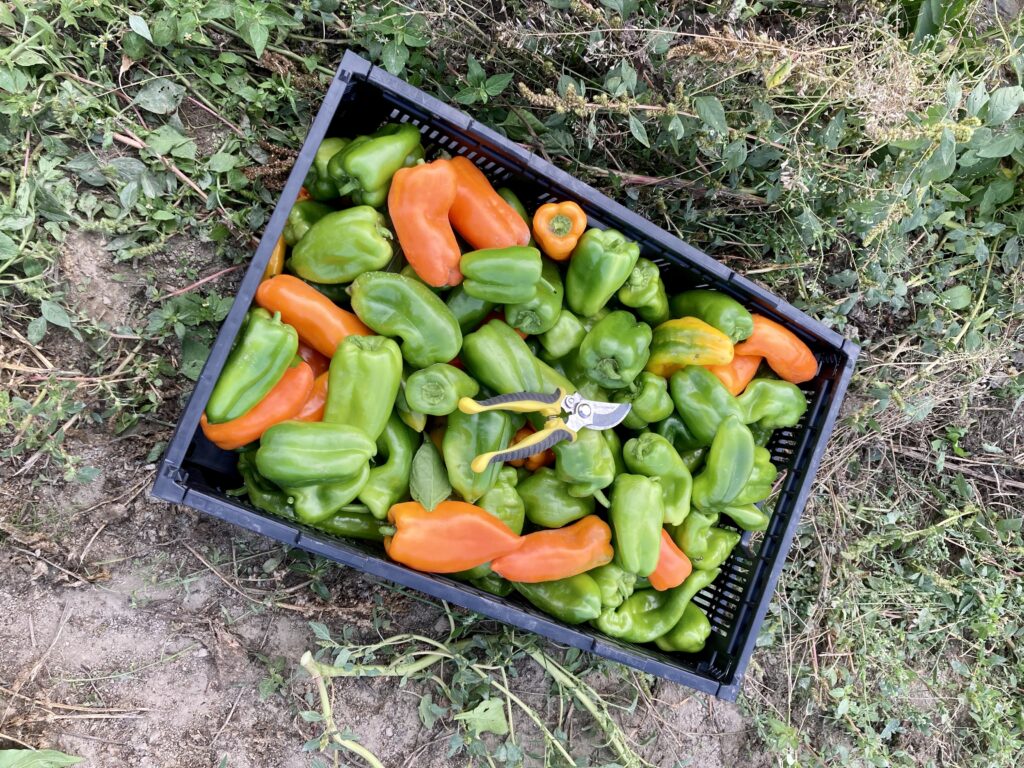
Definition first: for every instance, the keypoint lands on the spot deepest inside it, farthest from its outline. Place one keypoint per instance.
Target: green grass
(866, 165)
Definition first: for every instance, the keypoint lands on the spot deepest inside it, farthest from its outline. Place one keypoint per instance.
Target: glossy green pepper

===============

_Task statement_
Put every text line of the material above into a numbered list, omitting blank lines and leaving out the pictures.

_Response below_
1. Definition first: for every instance, the keypoint lands on the spot deepest inside it, farthest from its outline. Place one keypoint per instance.
2. Target: green grass
3. (866, 165)
4. Definition first: for every instance, the keypoint lands on the spot deepest inside it, farthest from its outline. Place one keypoint per instance.
5. Target: glossy green pepper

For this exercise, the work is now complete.